[Entries from a dataset]

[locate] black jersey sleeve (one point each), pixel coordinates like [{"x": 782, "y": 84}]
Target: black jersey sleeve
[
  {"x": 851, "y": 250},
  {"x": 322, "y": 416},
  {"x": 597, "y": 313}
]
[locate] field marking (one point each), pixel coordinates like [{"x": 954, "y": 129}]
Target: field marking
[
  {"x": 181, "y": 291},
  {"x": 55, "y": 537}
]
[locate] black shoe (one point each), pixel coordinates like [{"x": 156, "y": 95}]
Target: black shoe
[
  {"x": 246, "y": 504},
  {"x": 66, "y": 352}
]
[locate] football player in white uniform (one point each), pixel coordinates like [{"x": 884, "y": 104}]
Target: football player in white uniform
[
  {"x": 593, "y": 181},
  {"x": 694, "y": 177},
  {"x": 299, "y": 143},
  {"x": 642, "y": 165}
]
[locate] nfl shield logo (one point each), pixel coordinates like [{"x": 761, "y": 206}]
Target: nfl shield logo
* * *
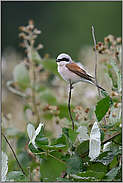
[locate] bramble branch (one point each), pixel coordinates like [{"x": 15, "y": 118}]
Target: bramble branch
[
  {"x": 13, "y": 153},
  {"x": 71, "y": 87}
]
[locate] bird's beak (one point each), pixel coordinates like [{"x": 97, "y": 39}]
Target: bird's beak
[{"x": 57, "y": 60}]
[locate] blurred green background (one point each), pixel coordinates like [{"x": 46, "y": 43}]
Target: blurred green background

Work to be completed
Update the part of the material that opens with the line containing "[locate] nfl shield" and closes with the line containing "Target: nfl shield logo" by replacing "shield logo" with "shield emblem", leaving everything else in those lines unchanged.

Reply to the exercise
[locate] nfl shield emblem (one point each), pixel coordinates like [{"x": 761, "y": 206}]
Target: nfl shield emblem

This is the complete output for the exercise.